TASK BRIEF: Rewrite the entries from the line containing "Every instance of the white breast" through the end of the entries, replacing "dot" with "point" and leaving everything else unchanged. Leave the pictures out of your answer.

EXCERPTED DATA:
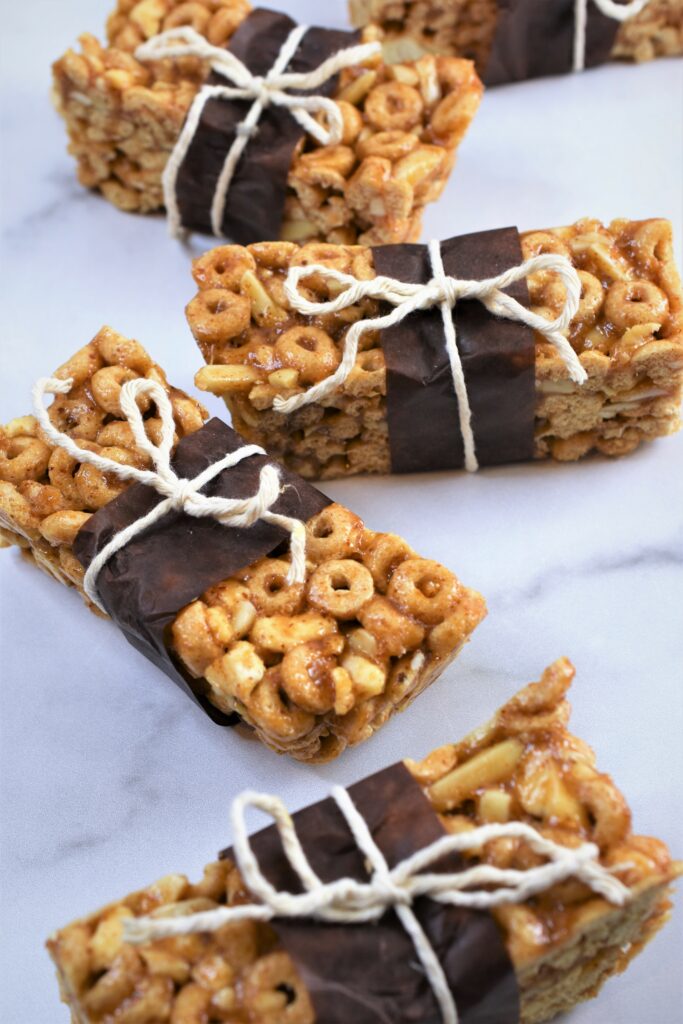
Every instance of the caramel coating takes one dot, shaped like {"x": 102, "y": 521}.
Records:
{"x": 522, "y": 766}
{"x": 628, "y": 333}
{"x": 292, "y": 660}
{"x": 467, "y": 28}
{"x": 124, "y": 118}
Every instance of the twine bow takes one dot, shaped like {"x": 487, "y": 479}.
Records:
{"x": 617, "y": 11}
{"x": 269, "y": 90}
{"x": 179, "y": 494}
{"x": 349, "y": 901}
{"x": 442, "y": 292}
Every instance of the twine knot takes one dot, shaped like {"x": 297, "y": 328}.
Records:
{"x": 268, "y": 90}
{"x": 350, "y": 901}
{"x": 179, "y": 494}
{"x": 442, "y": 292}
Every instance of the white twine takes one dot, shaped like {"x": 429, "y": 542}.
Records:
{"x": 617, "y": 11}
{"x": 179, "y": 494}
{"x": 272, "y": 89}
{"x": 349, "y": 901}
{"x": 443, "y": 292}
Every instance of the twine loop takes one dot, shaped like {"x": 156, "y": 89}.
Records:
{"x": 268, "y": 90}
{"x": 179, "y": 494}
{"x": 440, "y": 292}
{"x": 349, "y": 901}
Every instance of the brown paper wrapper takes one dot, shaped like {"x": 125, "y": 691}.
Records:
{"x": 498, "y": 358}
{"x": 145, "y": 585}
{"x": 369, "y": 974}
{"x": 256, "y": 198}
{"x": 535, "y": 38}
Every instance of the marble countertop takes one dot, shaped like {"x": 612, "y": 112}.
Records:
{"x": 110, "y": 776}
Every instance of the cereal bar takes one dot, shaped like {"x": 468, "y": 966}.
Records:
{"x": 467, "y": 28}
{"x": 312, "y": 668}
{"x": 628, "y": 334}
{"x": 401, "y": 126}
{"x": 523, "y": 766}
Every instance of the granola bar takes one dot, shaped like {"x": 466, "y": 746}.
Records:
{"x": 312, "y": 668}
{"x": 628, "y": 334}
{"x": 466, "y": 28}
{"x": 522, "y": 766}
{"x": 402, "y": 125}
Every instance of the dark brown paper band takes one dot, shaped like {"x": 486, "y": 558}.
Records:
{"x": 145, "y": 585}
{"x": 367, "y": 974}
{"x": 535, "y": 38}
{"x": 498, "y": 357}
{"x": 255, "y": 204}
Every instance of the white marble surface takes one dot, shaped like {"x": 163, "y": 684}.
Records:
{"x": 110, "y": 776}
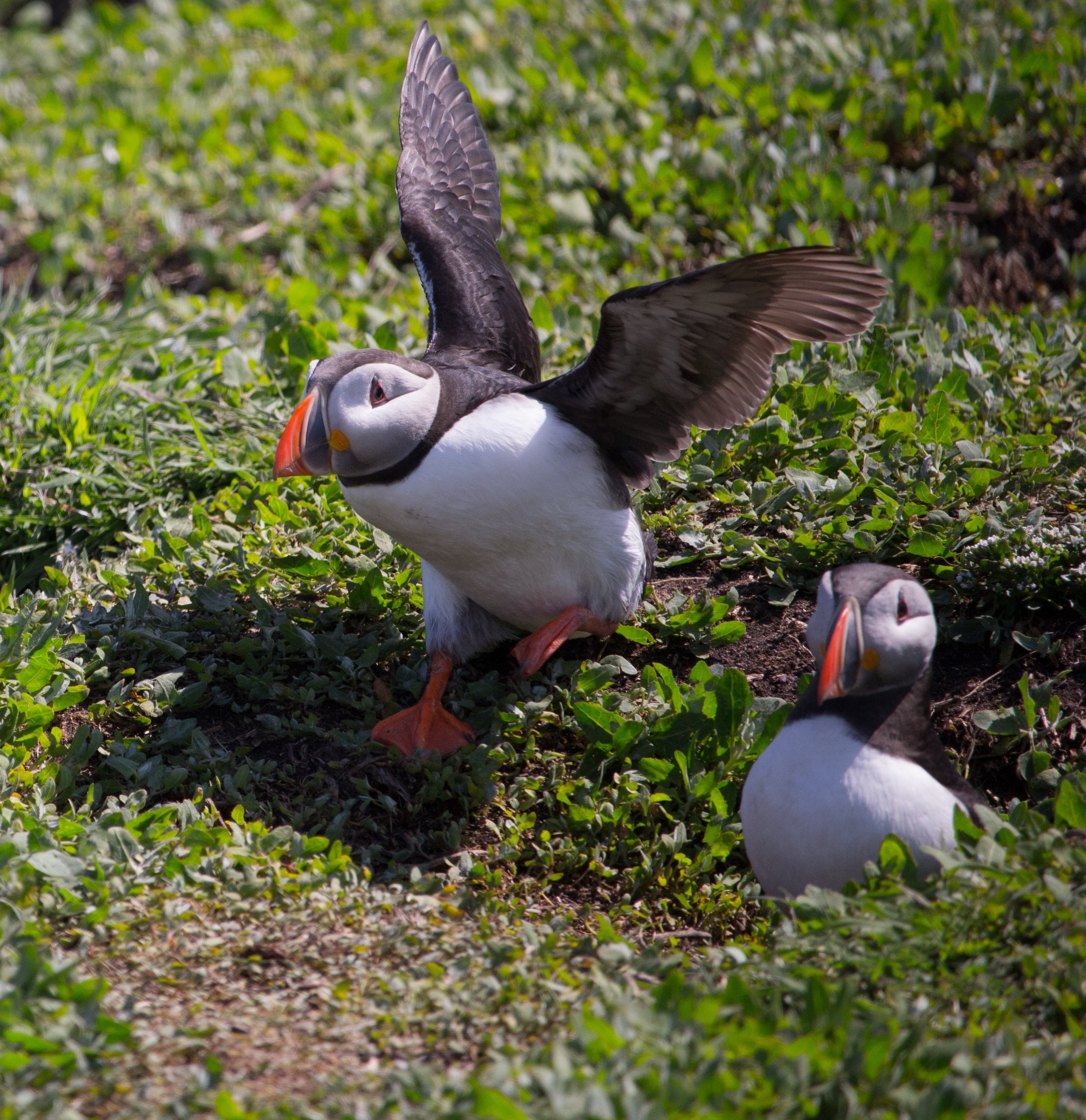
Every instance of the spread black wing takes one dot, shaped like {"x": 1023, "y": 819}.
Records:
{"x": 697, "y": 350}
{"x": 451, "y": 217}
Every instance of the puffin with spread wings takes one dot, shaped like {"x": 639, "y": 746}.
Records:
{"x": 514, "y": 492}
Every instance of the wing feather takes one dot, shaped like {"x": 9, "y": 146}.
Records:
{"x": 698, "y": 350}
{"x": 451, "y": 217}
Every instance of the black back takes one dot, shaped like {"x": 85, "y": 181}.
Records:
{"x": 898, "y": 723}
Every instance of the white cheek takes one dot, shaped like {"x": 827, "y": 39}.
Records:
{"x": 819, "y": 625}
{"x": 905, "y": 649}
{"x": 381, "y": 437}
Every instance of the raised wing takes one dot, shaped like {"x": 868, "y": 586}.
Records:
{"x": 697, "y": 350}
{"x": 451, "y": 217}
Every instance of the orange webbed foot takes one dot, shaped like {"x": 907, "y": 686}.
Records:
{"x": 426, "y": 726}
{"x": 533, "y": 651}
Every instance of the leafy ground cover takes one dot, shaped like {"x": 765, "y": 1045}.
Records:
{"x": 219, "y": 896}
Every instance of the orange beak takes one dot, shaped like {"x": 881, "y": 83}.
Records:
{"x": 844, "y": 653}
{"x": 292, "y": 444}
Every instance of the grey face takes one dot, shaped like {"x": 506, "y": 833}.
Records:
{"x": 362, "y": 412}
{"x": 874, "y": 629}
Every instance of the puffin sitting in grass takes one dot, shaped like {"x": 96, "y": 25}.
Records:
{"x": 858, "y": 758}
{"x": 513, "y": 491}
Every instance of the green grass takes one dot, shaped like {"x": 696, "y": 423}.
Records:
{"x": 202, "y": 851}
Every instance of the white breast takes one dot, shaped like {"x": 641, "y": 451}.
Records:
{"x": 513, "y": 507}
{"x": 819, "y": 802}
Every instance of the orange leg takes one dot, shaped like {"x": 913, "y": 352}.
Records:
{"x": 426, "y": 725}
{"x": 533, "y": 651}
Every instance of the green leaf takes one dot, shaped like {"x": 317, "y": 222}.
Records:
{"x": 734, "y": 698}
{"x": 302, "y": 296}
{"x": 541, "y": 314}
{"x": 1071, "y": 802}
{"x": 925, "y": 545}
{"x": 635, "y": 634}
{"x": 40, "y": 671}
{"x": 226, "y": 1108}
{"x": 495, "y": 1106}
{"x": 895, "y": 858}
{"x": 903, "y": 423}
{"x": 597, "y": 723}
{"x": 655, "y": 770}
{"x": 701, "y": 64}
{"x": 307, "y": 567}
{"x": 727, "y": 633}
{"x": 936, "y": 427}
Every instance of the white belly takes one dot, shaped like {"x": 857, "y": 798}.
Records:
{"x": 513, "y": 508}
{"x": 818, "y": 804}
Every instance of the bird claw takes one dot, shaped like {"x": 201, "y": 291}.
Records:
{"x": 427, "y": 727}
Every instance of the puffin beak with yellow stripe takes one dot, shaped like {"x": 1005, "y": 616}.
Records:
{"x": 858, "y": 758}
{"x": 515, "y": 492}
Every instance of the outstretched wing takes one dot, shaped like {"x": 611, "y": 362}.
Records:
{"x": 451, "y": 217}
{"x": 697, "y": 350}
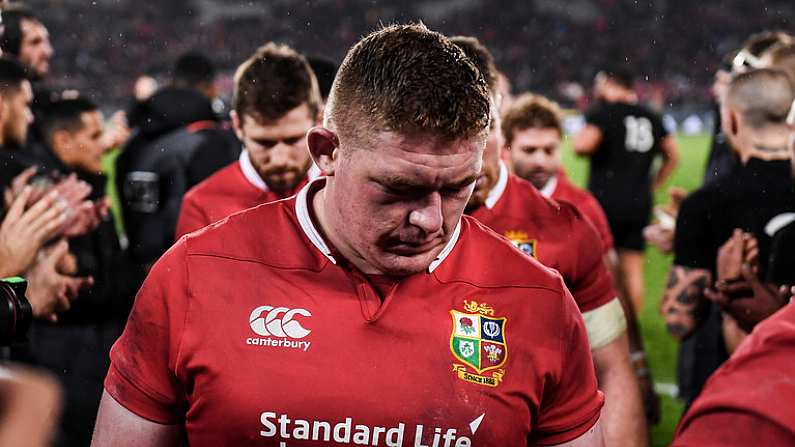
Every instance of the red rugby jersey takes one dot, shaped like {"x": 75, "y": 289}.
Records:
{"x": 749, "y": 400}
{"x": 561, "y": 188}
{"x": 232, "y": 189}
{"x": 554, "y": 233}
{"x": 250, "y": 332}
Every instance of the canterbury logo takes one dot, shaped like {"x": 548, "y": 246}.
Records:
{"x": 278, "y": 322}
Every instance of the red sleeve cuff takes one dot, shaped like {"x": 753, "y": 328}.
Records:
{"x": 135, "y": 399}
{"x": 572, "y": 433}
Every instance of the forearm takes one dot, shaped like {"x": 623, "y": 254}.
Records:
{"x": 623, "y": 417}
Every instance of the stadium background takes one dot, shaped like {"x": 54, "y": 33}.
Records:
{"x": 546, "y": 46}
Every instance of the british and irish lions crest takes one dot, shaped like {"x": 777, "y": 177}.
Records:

RESULT:
Every instance of the white breast takes one point, shaped like {"x": 641, "y": 451}.
Records:
{"x": 513, "y": 507}
{"x": 819, "y": 802}
Every instance of the orange leg takes one point, shaped like {"x": 913, "y": 352}.
Records:
{"x": 426, "y": 725}
{"x": 533, "y": 651}
Every instance of the green leaf takes one point, shaped like {"x": 317, "y": 222}.
Records:
{"x": 734, "y": 698}
{"x": 302, "y": 296}
{"x": 541, "y": 314}
{"x": 1071, "y": 802}
{"x": 925, "y": 545}
{"x": 635, "y": 634}
{"x": 40, "y": 671}
{"x": 226, "y": 1108}
{"x": 495, "y": 1106}
{"x": 895, "y": 858}
{"x": 903, "y": 423}
{"x": 597, "y": 723}
{"x": 655, "y": 770}
{"x": 701, "y": 64}
{"x": 307, "y": 567}
{"x": 727, "y": 633}
{"x": 936, "y": 427}
Every instance of the white belly takes one point, shaped like {"x": 857, "y": 798}.
Records:
{"x": 513, "y": 508}
{"x": 818, "y": 804}
Every instance of the bird claw takes one point, shaped like {"x": 201, "y": 291}.
Records:
{"x": 427, "y": 727}
Every instance of the puffin beak with yellow stripe takes one point, shaped like {"x": 1005, "y": 616}.
Records:
{"x": 858, "y": 758}
{"x": 515, "y": 492}
Every instance of the outstretched wing takes one point, shaped like {"x": 611, "y": 362}.
Records:
{"x": 451, "y": 217}
{"x": 697, "y": 350}
Every instance of the red rugby jersey takes one point, shaped like {"x": 75, "y": 289}.
Records:
{"x": 749, "y": 400}
{"x": 561, "y": 188}
{"x": 232, "y": 189}
{"x": 554, "y": 233}
{"x": 250, "y": 332}
Every instance of the canterbury logo takes one point, shaped like {"x": 548, "y": 246}.
Records:
{"x": 278, "y": 322}
Every instance of the red sleeve cuff takes one point, shaped like {"x": 753, "y": 328}.
Records:
{"x": 135, "y": 399}
{"x": 572, "y": 433}
Every instance of the forearm takes one point, shaped like {"x": 623, "y": 254}.
Records:
{"x": 623, "y": 417}
Every instance of the stadium background takes one point, shaped like {"x": 54, "y": 33}.
Records:
{"x": 546, "y": 46}
Every instance of the british and irish lions crest takes one point, shaped like {"x": 777, "y": 177}.
Records:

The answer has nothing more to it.